# [Task requirements]
1 > In the article on police brutality videos, what does one bystander say, according to the New York Times?
2 > Copy the article on police brutality videos from "We might never" to "caught on camera.", substituting "reporters" for "journalists".

# [Text section]
»»

A new week, a new town, a new police brutality video
- Greg Marinovich
- 04 Mar 2013 10:32 (South Africa)
A new week, a new town, a new police brutality video
Just days after we watched Mido Macia get dragged behind a police van, another video of police brutality has emerged. It is a horrific, numbingly-brutal piece of footage that shows the senseless beating of a barely conscious man by a fat policeman in Vaalwater. And yet, I felt no surprise or astonishment; just anger, disillusion and fear for South Africa.
The killing of Mido Macia in Daveyton was filmed by a community member on a cellphone. There is no such evidence of what happened later at the police station. If the South African policemen shown in that video felt comfortable enough to brutalize a man for a minor traffic infringement, and (just possibly) for him attempting to grab a police weapon, what punishment did they inflict on him inside their station?
We might never know exactly. But there are other videos, of other incidents. As journalists have started to look at police brutality more seriously in the wake of Macia's death, the New York Times reported on another instance of police brutality that was caught on camera.
The little town of Vaalwater in Limpopo is off the beaten track, nudging against the Waterberg. I passed it once. Can't remember much. Yet after watching this video, which was apparently shot in 2011, but posted in 2012, I will never forget that dorp's name. The Vaalwater footage is more horrifying than the Daveyton video. It is as if bored plattelanders choreographed a piece to flesh out Hannah Arendt's concept of "the banality of evil".
A single hefty policeman is shown dragging, kicking and beating a slender young man in the most bored manner possible. His demeanour is one of irritation rather than anger, as if the young victim's elasticity annoys him. The youth is clearly not a threat to the cop, yet he stomps on the unconscious man's head repeatedly. A friend of the victim tries to help the policeman get the unconscious body into the back of the Vaalwater police van, and he is klapped for his troubles.
According to the New York Times, one bystander says: "Beat him, but don't kill him." This perfectly epitomises the fear, built over generations, that South Africans have of the police: there is a tacit acceptance of the police's right to savagely beat someone in the course of their duties.

««

# [Given information]
»»

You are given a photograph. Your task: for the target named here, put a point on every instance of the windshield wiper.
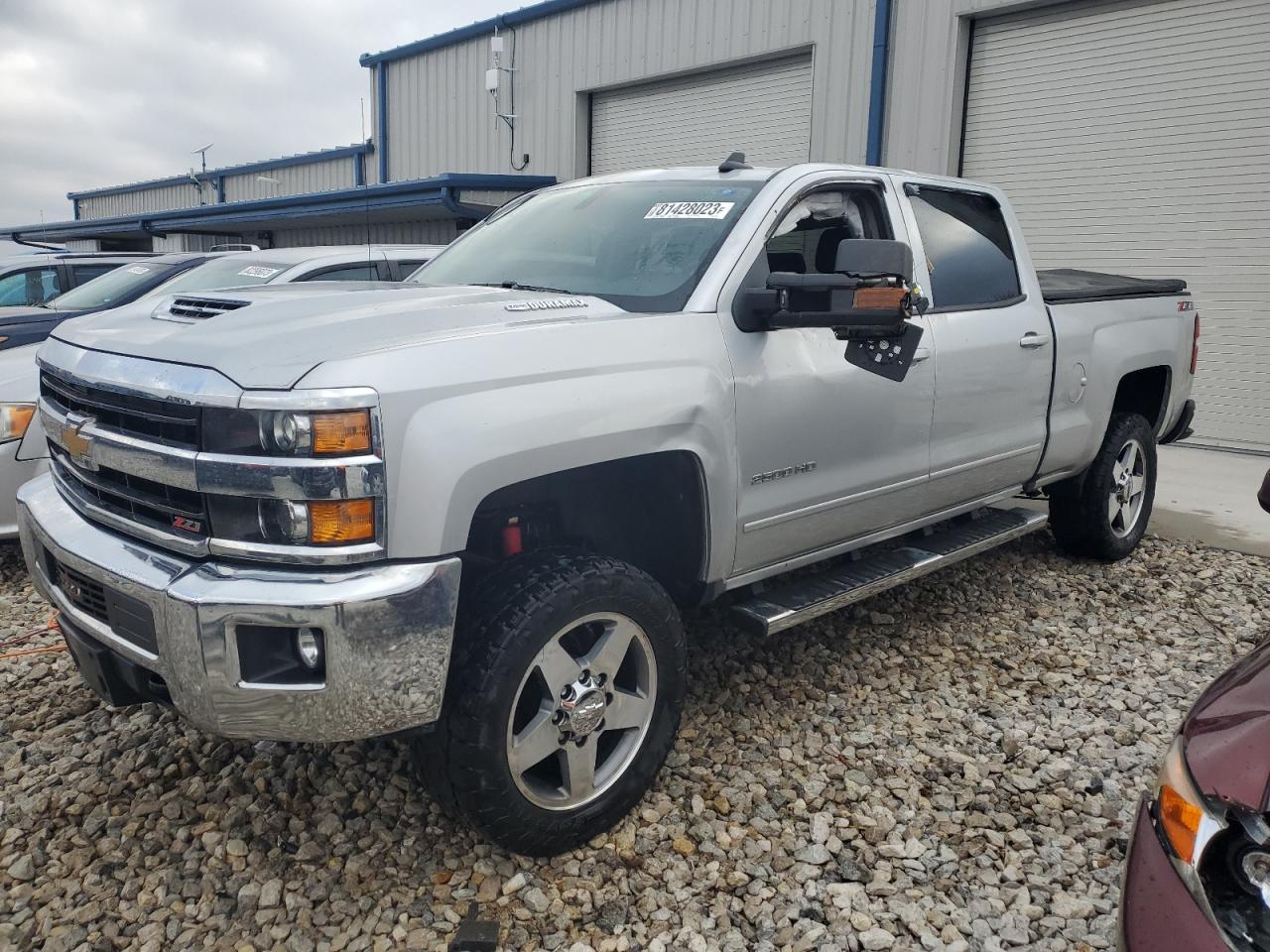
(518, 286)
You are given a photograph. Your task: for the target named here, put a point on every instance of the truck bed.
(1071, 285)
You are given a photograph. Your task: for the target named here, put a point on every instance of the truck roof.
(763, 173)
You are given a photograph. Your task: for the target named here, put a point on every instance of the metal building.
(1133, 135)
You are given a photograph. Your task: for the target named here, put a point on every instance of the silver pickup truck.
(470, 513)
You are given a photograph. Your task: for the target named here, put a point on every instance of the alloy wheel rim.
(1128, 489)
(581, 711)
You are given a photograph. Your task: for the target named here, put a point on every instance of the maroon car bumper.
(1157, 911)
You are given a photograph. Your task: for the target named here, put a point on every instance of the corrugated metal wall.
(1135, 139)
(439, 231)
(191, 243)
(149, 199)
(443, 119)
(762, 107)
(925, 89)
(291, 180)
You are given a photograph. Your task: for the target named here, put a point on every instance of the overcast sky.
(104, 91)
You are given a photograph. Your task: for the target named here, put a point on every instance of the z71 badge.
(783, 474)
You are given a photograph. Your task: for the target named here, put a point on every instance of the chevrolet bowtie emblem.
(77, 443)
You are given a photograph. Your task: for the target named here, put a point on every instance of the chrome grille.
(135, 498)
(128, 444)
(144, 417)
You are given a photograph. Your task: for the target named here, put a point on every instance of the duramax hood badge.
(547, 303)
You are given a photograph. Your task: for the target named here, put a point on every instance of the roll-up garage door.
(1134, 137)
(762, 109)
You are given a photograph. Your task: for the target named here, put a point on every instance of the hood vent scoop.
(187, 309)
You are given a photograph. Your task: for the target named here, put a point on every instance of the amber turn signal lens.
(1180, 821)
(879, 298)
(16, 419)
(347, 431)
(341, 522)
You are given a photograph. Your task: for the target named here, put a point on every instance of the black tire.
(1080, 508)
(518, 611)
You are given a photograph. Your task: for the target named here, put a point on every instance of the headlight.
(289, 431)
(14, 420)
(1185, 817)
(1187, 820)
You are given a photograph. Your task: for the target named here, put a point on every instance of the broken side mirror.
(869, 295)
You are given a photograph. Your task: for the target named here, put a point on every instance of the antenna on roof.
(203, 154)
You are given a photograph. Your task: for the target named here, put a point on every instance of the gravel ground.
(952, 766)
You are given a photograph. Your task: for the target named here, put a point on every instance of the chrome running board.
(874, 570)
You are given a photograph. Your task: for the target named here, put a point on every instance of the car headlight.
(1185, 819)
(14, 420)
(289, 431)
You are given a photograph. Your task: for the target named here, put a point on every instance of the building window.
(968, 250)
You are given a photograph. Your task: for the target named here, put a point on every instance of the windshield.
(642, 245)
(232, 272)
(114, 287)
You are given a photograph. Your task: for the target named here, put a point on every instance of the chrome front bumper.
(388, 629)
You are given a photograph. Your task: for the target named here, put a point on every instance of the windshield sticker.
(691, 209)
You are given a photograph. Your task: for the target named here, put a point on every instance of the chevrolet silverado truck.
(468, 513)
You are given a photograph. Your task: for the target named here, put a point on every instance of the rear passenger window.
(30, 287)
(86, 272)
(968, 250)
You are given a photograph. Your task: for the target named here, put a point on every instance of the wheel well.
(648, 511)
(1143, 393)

««
»»

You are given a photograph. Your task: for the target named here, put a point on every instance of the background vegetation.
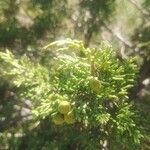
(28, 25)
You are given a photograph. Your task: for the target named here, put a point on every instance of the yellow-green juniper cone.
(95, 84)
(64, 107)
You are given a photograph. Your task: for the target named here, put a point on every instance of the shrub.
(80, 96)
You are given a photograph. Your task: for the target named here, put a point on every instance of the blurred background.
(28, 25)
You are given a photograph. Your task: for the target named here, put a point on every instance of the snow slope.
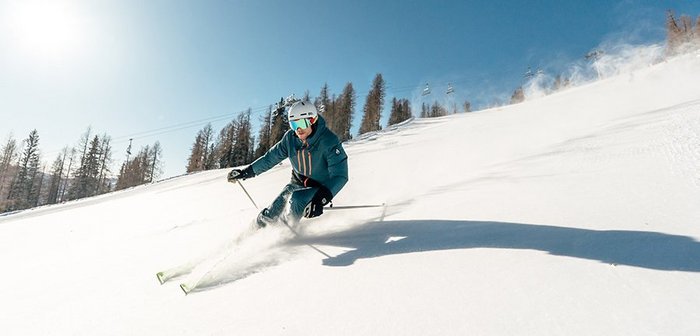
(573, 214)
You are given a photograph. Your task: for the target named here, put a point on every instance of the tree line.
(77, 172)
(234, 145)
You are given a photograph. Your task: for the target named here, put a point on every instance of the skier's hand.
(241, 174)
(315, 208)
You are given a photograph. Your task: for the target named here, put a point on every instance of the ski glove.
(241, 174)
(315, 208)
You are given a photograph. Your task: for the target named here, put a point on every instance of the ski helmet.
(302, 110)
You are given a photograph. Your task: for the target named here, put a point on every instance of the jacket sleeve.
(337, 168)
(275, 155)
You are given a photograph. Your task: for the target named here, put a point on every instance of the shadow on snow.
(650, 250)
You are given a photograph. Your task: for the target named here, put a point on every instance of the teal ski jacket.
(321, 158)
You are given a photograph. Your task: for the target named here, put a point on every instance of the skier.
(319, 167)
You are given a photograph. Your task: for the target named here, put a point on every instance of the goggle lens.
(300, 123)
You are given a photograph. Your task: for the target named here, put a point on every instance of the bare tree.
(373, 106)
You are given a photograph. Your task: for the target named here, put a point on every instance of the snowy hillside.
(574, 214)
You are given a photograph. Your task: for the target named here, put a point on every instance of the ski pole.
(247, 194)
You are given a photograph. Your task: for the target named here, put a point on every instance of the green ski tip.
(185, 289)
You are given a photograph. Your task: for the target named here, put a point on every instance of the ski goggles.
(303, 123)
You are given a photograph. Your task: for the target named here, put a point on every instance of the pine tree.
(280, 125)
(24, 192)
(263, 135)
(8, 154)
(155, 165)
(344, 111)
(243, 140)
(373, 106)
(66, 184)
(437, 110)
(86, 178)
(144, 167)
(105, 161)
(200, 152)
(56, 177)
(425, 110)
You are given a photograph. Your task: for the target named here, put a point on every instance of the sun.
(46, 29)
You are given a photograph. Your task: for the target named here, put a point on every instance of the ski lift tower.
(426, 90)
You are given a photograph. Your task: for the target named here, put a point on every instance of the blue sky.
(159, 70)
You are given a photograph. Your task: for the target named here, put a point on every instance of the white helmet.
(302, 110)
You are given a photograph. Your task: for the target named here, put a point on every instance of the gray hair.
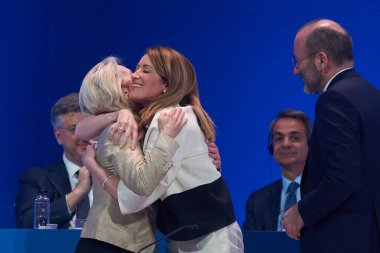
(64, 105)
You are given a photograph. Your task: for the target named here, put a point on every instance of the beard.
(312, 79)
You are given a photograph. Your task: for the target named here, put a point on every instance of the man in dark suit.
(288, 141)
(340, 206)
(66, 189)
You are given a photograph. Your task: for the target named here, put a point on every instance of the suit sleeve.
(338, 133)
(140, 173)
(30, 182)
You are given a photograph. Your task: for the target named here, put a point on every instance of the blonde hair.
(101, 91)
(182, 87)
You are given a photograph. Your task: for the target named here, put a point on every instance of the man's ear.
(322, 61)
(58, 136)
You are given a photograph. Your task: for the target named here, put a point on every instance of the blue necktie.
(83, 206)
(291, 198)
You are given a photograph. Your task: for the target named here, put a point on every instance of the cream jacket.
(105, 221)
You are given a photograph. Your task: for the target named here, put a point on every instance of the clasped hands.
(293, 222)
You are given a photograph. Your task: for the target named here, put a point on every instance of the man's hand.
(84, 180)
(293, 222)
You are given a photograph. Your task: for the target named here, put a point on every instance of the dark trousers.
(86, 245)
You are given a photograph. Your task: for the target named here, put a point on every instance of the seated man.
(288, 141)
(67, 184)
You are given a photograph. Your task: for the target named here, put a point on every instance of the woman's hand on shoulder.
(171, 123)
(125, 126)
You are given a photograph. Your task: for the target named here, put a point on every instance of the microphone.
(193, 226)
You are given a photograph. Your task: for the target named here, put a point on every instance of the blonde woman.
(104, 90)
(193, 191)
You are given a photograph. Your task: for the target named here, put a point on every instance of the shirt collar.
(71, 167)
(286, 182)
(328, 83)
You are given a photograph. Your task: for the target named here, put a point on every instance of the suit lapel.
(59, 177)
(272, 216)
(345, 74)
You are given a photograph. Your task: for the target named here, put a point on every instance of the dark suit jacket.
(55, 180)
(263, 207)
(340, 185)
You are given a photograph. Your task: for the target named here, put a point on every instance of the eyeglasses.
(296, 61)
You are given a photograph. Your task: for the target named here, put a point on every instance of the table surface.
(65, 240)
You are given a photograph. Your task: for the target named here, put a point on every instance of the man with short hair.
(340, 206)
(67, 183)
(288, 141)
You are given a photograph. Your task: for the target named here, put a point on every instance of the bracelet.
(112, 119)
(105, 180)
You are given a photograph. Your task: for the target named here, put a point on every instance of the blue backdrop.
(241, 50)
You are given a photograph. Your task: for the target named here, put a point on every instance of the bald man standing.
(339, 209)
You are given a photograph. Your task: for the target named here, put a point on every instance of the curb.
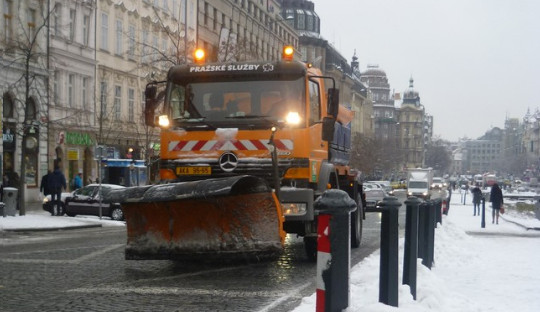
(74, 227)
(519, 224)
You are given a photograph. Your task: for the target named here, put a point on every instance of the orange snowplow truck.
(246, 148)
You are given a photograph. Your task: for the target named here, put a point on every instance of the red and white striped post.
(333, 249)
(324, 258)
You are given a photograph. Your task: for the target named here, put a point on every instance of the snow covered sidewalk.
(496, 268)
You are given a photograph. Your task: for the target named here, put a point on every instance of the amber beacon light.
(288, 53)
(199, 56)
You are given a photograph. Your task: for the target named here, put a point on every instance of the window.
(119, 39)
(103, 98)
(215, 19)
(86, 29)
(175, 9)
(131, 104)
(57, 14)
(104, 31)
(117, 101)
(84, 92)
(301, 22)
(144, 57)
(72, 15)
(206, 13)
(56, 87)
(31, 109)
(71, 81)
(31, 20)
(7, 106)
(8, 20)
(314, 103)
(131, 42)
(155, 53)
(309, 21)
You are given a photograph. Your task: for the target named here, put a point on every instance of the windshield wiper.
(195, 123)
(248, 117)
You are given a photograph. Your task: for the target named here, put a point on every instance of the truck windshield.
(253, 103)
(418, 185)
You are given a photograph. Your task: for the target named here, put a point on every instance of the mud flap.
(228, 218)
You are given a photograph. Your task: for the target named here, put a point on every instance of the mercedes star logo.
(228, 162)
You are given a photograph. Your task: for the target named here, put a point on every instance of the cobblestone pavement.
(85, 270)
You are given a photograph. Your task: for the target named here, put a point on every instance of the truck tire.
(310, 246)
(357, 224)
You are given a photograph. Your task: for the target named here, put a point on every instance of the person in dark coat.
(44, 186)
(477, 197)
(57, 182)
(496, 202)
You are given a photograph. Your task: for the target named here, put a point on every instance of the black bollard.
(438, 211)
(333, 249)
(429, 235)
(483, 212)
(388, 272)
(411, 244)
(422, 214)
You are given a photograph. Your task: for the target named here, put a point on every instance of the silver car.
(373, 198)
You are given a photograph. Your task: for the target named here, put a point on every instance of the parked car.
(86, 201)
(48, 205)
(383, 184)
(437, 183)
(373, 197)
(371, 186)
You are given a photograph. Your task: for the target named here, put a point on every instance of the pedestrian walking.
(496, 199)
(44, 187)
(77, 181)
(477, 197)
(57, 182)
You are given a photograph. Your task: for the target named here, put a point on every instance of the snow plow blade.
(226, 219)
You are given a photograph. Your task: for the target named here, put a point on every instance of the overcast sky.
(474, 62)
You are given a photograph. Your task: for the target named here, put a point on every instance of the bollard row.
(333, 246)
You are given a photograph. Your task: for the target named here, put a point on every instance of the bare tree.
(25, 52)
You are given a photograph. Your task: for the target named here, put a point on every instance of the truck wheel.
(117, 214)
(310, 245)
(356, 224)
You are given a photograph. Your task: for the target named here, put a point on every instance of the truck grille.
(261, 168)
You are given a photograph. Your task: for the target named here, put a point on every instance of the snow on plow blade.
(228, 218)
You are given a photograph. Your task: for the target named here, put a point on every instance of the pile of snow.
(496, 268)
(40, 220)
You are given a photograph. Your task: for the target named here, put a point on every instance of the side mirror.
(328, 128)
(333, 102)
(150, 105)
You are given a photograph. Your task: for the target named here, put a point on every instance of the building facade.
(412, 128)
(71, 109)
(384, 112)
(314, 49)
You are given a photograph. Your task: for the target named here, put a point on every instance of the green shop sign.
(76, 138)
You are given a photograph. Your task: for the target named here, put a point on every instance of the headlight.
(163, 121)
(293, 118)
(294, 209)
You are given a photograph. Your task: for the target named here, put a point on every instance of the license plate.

««
»»

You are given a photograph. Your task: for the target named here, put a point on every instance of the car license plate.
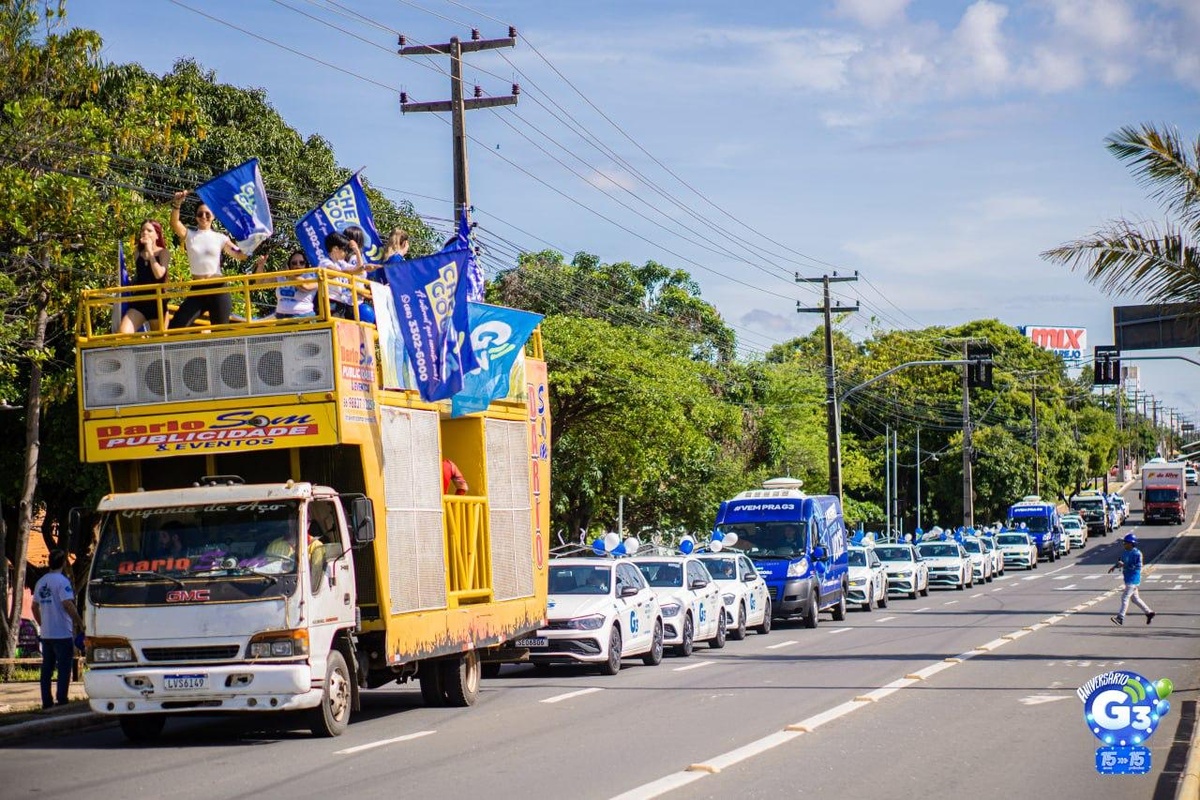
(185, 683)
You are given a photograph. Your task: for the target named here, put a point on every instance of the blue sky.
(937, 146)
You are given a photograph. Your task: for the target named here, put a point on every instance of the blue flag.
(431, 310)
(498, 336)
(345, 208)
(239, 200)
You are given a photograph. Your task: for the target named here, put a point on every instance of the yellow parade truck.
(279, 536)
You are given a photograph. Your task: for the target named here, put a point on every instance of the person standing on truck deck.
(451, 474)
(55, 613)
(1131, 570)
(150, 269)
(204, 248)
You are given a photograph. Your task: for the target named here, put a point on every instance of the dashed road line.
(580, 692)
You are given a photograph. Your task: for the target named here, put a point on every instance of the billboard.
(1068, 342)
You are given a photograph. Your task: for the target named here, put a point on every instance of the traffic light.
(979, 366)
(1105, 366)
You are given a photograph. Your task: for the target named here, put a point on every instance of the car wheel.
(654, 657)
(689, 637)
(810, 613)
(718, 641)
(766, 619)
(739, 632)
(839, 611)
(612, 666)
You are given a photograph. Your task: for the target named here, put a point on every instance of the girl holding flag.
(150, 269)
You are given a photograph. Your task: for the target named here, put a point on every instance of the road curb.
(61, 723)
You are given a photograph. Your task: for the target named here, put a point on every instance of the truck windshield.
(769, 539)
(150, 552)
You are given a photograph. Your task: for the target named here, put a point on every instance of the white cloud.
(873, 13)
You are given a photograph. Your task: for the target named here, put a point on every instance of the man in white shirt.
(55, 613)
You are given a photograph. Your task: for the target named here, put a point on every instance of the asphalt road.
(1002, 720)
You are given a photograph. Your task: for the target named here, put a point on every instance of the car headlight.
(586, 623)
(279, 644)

««

# [Replies]
1 > "Beat him, but don't kill him."

2 >
We might never know exactly. But there are other videos, of other incidents. As reporters have started to look at police brutality more seriously in the wake of Macia's death, the New York Times reported on another instance of police brutality that was caught on camera.